▶ [Task goal] Reproduce the full listing below exactly. Do not include the pictures.

•••

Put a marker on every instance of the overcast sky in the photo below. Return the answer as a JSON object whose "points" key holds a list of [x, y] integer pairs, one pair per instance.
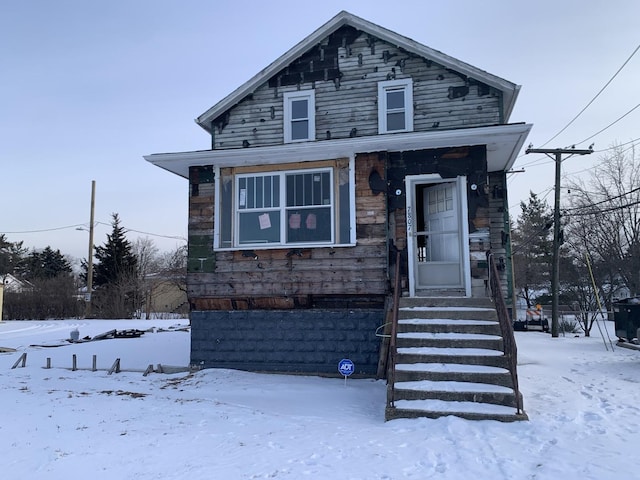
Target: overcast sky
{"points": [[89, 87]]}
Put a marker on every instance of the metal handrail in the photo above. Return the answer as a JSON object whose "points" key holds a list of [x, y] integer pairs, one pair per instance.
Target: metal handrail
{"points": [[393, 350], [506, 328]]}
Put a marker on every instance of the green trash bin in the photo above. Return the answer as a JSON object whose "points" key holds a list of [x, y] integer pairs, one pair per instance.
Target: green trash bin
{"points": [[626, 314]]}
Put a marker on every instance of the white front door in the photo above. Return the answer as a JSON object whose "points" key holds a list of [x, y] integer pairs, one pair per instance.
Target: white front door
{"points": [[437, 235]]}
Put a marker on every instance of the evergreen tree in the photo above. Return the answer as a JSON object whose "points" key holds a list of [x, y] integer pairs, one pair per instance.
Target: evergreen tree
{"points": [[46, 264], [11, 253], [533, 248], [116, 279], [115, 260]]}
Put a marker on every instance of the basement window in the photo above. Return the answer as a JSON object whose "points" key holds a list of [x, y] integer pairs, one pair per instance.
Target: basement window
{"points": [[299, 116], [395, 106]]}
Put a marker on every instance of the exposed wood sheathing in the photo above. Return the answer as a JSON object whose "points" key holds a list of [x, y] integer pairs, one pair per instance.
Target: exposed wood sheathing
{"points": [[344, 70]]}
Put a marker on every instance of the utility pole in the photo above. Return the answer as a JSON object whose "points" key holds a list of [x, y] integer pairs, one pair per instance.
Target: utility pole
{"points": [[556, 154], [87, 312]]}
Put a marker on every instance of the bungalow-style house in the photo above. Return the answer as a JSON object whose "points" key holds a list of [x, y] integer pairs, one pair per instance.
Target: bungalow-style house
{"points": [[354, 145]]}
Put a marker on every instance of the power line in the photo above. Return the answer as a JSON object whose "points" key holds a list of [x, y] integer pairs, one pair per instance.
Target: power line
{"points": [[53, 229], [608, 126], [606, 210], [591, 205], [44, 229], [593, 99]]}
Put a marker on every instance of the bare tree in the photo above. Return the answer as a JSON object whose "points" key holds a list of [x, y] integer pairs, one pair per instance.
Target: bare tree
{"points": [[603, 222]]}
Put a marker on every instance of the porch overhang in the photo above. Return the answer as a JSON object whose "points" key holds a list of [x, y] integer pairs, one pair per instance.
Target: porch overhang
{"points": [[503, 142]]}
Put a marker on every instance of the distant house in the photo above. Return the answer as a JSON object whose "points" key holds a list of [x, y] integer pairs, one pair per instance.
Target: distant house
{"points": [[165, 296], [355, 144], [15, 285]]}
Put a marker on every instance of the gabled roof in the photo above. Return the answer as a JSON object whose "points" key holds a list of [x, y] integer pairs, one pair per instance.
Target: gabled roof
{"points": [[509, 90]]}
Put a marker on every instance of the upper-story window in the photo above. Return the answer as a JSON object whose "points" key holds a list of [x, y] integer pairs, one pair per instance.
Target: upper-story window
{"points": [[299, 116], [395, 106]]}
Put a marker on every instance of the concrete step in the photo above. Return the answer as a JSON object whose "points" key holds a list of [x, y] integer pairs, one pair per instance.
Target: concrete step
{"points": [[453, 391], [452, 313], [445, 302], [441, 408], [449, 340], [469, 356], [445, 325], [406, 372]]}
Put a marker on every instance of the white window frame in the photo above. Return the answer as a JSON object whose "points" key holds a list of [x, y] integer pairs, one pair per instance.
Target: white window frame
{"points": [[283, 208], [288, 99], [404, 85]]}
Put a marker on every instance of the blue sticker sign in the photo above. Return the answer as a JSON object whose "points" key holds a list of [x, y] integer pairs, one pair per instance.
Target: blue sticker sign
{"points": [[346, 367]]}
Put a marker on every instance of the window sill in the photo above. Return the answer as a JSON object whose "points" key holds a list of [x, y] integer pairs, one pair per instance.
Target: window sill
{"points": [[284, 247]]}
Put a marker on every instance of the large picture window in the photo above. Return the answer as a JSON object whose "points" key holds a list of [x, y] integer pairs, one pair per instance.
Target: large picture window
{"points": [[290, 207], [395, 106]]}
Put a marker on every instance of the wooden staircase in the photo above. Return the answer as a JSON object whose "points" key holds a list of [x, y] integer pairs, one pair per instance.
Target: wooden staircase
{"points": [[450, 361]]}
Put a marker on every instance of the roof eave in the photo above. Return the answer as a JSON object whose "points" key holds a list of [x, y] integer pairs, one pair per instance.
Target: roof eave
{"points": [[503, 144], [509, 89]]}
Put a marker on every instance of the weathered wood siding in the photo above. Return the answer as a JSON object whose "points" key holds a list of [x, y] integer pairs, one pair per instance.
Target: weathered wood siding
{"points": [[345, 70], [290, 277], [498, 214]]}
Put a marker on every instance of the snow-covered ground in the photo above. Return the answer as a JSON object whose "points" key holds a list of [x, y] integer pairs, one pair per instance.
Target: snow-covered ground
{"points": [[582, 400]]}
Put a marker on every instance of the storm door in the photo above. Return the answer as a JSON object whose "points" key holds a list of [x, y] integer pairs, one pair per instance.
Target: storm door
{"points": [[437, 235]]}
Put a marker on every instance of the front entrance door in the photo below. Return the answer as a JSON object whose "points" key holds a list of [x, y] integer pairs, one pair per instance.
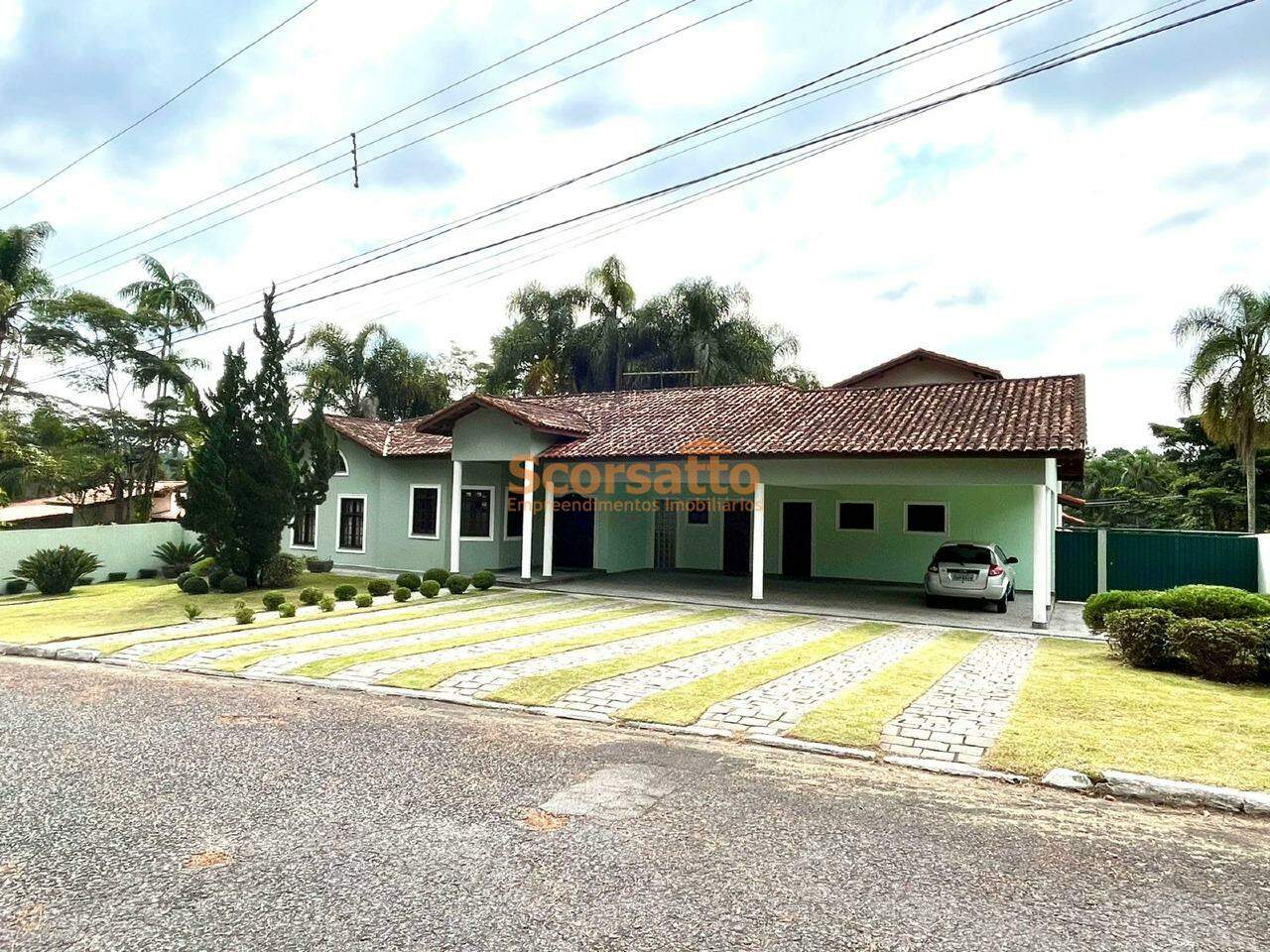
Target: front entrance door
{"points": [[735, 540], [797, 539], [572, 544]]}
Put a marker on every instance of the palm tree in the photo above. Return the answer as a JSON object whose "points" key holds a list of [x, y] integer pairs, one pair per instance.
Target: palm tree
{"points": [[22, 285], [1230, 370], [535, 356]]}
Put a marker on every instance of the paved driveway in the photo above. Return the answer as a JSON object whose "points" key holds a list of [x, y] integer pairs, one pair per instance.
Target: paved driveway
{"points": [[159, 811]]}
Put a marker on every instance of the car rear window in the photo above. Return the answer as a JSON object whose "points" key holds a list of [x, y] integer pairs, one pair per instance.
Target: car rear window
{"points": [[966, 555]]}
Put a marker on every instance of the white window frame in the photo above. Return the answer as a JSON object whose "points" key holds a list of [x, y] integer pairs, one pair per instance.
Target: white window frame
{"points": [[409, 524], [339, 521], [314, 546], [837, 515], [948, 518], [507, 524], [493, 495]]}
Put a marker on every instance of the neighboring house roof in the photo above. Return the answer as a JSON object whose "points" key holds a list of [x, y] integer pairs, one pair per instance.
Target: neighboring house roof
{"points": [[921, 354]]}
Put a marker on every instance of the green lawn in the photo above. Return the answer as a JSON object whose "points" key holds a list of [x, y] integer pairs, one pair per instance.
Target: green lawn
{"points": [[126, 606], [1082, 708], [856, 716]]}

•••

▶ [Answer for this exercise]
Put a marker on every instance of the overcast sky in the photo below. Return the answer as a JSON object whose "points" key holds a list of [x, y] integer pairs, one pair per instance.
Target: overcast sky
{"points": [[89, 87]]}
Put a marker on every instance of the metal handrail in the photo above. Return the answer as a JSON object whose "points" key holds a list of [x, y] integer pairs, one pair per instance.
Target: metal handrail
{"points": [[393, 350], [506, 328]]}
Put a marker on every instance of the green trash bin in the photo above. Return the answer as a JSON object whose "points" key holds a list of [x, y] integer pairs, one pair per instance.
Target: green trash bin
{"points": [[626, 314]]}
Put a marker on every instance of the white front door in the photo above. Return the answer as a JSON object whose "points" key holds a list of [x, y] integer pairs, one pair per instance.
Target: white front door
{"points": [[437, 235]]}
Put a marker on every instance of the evergreen tree in the photo above. Return the answer as a JSON object whose "points" key holds a list of [x, y] integer pairs, one pair per instance.
Target: evergreen tree
{"points": [[46, 264], [11, 253], [533, 248], [116, 279], [115, 260]]}
Put a marker on every instance of the basement window in the photo above. Return the answer as a JSON object whose "points" key holds a list of [x, y] integer pairs, one pair per instance.
Target: basement window
{"points": [[299, 116], [395, 106]]}
Put a marker on every instance of the exposed wood sheathing in the photo above. Return the answer as a JSON object whose "points" key holds a list of [x, y] integer pairs, one pair per instance.
Target: exposed wood sheathing
{"points": [[344, 70]]}
Put a marker on every instance of the utility pole in the photo above. Return the answer as a JSON object whose "points" key holds a list of [x, y] integer pairs, one pair per instance.
Target: utility pole
{"points": [[556, 154], [87, 312]]}
Put a marker on every instance of the bungalow-style house in the photo above. Return the answer as a JSON object whose "points" key holds a list of [x, y] integer pairs, one pair per instance.
Target: bungalow-style house
{"points": [[354, 145]]}
Put a marker on every instance of the power line in the photo above. Return the answer as a JSON object whose "points" key holds a list of [x, y] integer pairs, one pair per instance.
Target: power line
{"points": [[53, 229], [608, 126], [606, 210], [591, 205], [44, 229], [593, 99]]}
Put a marker on every instance of the bare tree in the photo above. Return the answer as a JSON object whose "points" key holds a list of [x, y] integer pairs, one pair per instance.
Target: bare tree
{"points": [[603, 222]]}
Put a marker on every instance of the porch overhang in the photo above. Return the answer as a JSON object whose "points" key holds a list of [x, y] integer pairs, one pair per instance.
Target: porch overhang
{"points": [[503, 142]]}
Put a marker on every instance of the distant house in the photo above. Return the answer as a JSON object whose "points" key holds a list of [x, y] integer pairs, one pair per instance.
Target: distant house
{"points": [[165, 296], [355, 144], [15, 285]]}
Put a marker on every instance of the gabled roof in the photo above. Return the answer as a JSON object whose "points" key holds a list of [x, y] integer pairs, one pair per instance.
Target: gabled roof
{"points": [[509, 90]]}
Put a marker on every instance of the upper-story window in the photo above. Return the answer as a JSON object whose "points" key holds a list of [x, y] integer pairs, one pair per instance.
Target: upper-story window
{"points": [[299, 116], [395, 106]]}
Put a marker on every instance of the concrete step in the photo above. Return the answer as a JSON object whose "points" key holds a list of [x, y] integer pairs, one pair per instance.
Target: concrete step
{"points": [[453, 391], [452, 313], [445, 302], [441, 408], [449, 340], [469, 356], [445, 325], [406, 372]]}
Put a marker on every instance of the white window frame in the photo above. Return the answer as a JSON object whose "points" key holds a list of [x, y] integer pairs, one pair per instance.
Target: white window frame
{"points": [[283, 208], [288, 99], [404, 85]]}
Put a marker on every instance of the blue sticker sign in the photo above. Return the answer as a JSON object whose "points" key holds a list of [x, y] integer pairs, one pair per instance.
Target: blue sticker sign
{"points": [[346, 367]]}
Put a marker on every instance of the window sill in the photo above. Return the answer as a JSON object whose "points" key holds a list of [x, y] integer pairs, one pair per instance.
Target: window sill
{"points": [[284, 247]]}
Put a marker on every instance of the large picture window in the photo above. Return the answer as a JSON object whose "points" key holds a list of [x, y] integer pairs, one pair per instance.
Target: large picture window
{"points": [[290, 207], [395, 106]]}
Put a marker on every instance of the wooden staircase in the photo above. Return the answer as a JSON object whose "points" key holds a list of [x, y] integer pairs, one pair per instance.
Target: wooden staircase
{"points": [[450, 361]]}
Put a marker on every instance of the roof eave in the photo above. Return the answer as a JSON object whose "points" key holds a list of [x, y] integer pairs, one pair per instance.
Target: roof eave
{"points": [[503, 144], [509, 89]]}
Put a marker on every instance of the weathered wood siding in the photo above. Return the answer as a JSON object whose "points" key holds a list of [x, y] integer pairs, one pair per instance.
Target: weathered wood siding
{"points": [[345, 70], [290, 277], [498, 214]]}
Put a marker on every instance of the snow-covered ground in the photo above. Return the answer as a JSON object whose "points" key holds a list of [x, y] integer pairs, one pair per instance.
Target: snow-covered ground
{"points": [[582, 400]]}
Put a marker on every instance of the storm door in the photo above. Return the answer as a JSON object whose "points" key holds a list of [x, y] integer pairs, one pair per instance.
Target: storm door
{"points": [[437, 235]]}
Put a marker on every instance of the front entrance door in the photo below. Return the answer as a JSON object whose "points" key holds a list of [x, y] integer pairs, one pair per instance.
Target: front entrance door
{"points": [[735, 540], [797, 539], [572, 544]]}
Put a marker on every instance of the palm tree in the photo above. Return the answer as a JSON object whose "points" key holds a list of [x, y] integer pairs, one pair per instance.
Target: palm tree
{"points": [[22, 285], [1230, 370], [535, 356]]}
Put a marker on every instance of the paved driveway in the photo above. Return the answer as a JSON object whose "points" key holds a list of [x, y] integer pairs, one pair per instance.
Target: paved driveway
{"points": [[159, 811]]}
Put a marker on every instance of the car rear window in the photo above. Return the answer as a JSON object whose "points" key holds a list of [x, y] integer pairs, one pair per instance.
Target: car rear window
{"points": [[966, 555]]}
Put a marker on every instance of the white window frame in the photo above. Return the answer as a JSON object whose "points" key holds a list of [x, y] integer pairs, one pair per instance.
Target: white window frame
{"points": [[409, 524], [339, 521], [314, 546], [837, 515], [948, 518], [507, 524], [493, 495]]}
Put a marker on every instance of the neighboring house roof in the photo above. Return the answer as a JSON object whose "points" key holds a list of [x, y] integer pairs, one pair per instance.
Target: neighboring house roof
{"points": [[921, 354]]}
Put a marker on every instance of the green lawn in the photo above. Return the answer as a JSON object whose "points" key holds a list of [x, y] integer pairs, one pair per instance.
Target: green lawn
{"points": [[126, 606], [1082, 708], [856, 716]]}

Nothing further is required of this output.